# EXERCISE PROMPT
Word for word, the listing below should be printed again.

Start of DATASET ENTRIES

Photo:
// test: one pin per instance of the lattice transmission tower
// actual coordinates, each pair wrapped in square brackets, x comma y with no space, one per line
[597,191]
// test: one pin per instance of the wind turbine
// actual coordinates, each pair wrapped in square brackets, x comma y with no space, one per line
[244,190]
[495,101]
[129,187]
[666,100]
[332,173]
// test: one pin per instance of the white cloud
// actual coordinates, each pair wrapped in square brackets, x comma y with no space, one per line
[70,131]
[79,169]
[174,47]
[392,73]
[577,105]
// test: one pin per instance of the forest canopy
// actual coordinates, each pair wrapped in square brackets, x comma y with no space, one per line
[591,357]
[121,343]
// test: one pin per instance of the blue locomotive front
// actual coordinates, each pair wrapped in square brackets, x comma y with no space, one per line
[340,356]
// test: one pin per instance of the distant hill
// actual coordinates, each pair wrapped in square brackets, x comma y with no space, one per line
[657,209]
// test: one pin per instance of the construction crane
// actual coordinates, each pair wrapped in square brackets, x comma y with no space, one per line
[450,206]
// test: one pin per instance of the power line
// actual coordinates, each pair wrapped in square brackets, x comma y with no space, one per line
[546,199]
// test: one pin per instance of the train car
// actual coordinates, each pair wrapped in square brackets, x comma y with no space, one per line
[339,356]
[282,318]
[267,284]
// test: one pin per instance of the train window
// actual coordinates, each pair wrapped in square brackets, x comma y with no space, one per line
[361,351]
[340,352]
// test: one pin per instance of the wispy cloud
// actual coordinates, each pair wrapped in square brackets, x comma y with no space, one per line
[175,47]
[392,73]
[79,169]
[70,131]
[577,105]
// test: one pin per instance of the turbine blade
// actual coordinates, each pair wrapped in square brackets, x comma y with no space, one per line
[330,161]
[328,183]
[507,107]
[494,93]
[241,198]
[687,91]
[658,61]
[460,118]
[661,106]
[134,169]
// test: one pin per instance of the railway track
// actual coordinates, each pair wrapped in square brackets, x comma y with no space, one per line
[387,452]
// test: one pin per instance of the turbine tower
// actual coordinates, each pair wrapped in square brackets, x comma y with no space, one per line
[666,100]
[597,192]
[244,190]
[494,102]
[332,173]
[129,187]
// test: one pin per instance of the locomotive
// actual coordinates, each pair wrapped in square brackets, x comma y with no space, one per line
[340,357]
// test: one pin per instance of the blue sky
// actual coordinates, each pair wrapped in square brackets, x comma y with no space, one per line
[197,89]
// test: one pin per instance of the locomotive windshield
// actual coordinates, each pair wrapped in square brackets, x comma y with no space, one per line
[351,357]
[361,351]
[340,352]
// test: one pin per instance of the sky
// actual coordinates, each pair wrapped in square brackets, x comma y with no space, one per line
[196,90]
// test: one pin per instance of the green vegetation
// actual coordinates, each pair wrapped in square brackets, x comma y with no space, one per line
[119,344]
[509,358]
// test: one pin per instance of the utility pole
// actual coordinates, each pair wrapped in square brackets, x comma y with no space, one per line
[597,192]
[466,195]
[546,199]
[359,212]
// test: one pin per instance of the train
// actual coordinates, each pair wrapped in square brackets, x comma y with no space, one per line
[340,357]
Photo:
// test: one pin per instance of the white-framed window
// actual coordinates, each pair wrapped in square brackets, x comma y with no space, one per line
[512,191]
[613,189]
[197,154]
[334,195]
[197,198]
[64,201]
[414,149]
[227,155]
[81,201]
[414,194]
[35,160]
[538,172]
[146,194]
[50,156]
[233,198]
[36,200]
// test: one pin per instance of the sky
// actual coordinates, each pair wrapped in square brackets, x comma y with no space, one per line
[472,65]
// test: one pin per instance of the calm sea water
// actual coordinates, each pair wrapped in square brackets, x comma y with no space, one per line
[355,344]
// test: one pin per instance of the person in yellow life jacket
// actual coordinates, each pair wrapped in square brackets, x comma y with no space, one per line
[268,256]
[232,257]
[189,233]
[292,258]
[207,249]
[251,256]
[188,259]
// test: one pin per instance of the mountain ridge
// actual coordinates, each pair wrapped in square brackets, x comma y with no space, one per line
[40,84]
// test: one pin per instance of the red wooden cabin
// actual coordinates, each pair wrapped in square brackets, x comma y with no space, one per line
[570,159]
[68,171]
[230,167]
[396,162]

End of DATASET ENTRIES

# SOLUTION FOR THIS PROBLEM
Photo:
// test: one pin per instance of the lattice transmission tower
// actual coordinates, each pair wrapped in square brackets, x comma y with no space, one per line
[597,191]
// test: one pin per instance of the wind turbine
// actual coordinates, each pair wrapped in square brackets, x comma y with no space, one per line
[244,190]
[495,101]
[129,187]
[666,100]
[332,173]
// test: one pin per instance of the white cloud
// actual coordinates, each pair wrapped in square brackets, x comma y with no space, one per line
[70,131]
[79,169]
[174,47]
[392,73]
[577,105]
// test: one pin per instance of the forest canopy
// actual coordinates, each pair wrapped in square brackets, x comma y with no space, one per line
[591,357]
[121,343]
// test: one pin per instance of the blue locomotive front
// actual coordinates, each pair wrapped in square brackets, x comma y with no space, one per line
[340,356]
// test: one pin per instance of the distant hill
// actual coordinates, each pair wrapped in square brackets, x comma y with no space, one per line
[657,209]
// test: one pin per instance of the construction crane
// actual coordinates, each pair wrapped in square brackets, x comma y with no space, one per line
[450,206]
// test: one pin per instance of the power line
// actual coordinates, each pair wrapped in square brackets, x comma y with no space, one per line
[546,199]
// test: one pin per instance of the train car
// actual coordinates, each pair wrapped in square brackets, x comma y with no space, one per line
[339,356]
[282,318]
[267,284]
// test: one pin per instance of the train window
// actual coordinates, each pair wrapped in square brackets, x comma y with no space, one per line
[361,351]
[340,352]
// test: one pin per instance of the wispy cloud
// actual coordinates, each pair wrapped in square brackets, x comma y with no space, one per line
[175,47]
[392,73]
[79,169]
[70,131]
[577,105]
// test: one pin per instance of the turbine blade
// actual coordinates, each pair wrapped in square brackets, x comma y with no space, one per line
[330,161]
[328,183]
[507,107]
[494,93]
[241,198]
[687,91]
[658,61]
[460,118]
[661,106]
[134,169]
// test: one pin per instance of the railway track
// actual coordinates, each pair wrapped in square brackets, x comma y with no space, one per line
[387,452]
// test: one pin per instance of the turbine tower
// actual coordinates, each pair wrapped in square brackets, x comma y with no space, one per line
[666,100]
[597,192]
[244,190]
[494,102]
[332,173]
[129,187]
// test: one pin per instance of the locomotive
// actual coordinates, each pair wrapped in square brackets, x comma y with no space, one per line
[340,357]
// test: one pin per instance of the blue sky
// actual coordinates, each pair wrapped in square brackets, x comma y with no space, one per line
[197,89]
// test: one pin per instance of the locomotive windshield
// actual coordinates, each pair wrapped in square brackets, x comma y with no space, one per line
[351,357]
[361,351]
[340,352]
// test: one pin per instance of the sky
// actual coordinates, each pair wrapped in square brackets, x comma y with no space, one per line
[196,90]
// test: one pin per instance of the green vegetation
// actual coordinates, each pair wrapped in square brackets, x comma y with no space, one per line
[119,344]
[509,358]
// test: one pin per instance of the utility pole
// actual coordinates, each pair wrapped in square brackets, x comma y with no space, one per line
[597,192]
[466,195]
[546,199]
[359,212]
// test: one pin per instance of the train
// actual coordinates, each pair wrapped in square brackets, x comma y with no space, one per line
[340,357]
Photo:
// test: one pin per instance of the white-framed window
// actual coordinates, each pair wrapped in square brackets, x comma y with no space, one per line
[512,191]
[613,189]
[197,154]
[334,195]
[197,198]
[64,201]
[414,149]
[227,155]
[81,201]
[414,194]
[35,160]
[538,172]
[146,194]
[50,156]
[233,198]
[36,200]
// test: one pin per instance of the sky
// actual coordinates, each pair wrapped in square brackets, x comma y with no space, one per line
[472,65]
// test: one pin per instance of the calm sea water
// actual coordinates, each pair wrapped in square brackets, x comma y with no space, one per line
[355,344]
// test: one pin per instance of the person in yellow life jacket
// actual coordinates, each pair wrapped in square brackets, x comma y with no space, one per line
[268,256]
[232,257]
[189,233]
[292,258]
[207,249]
[251,256]
[188,259]
// test: one pin per instance of the mountain ridge
// actual coordinates, each pair wrapped in square brackets, x comma y with no space, one per line
[40,84]
// test: one pin per instance of the red wooden cabin
// actual coordinates, each pair wrapped in square brackets, x comma y with no space, one per line
[570,159]
[68,171]
[230,167]
[396,162]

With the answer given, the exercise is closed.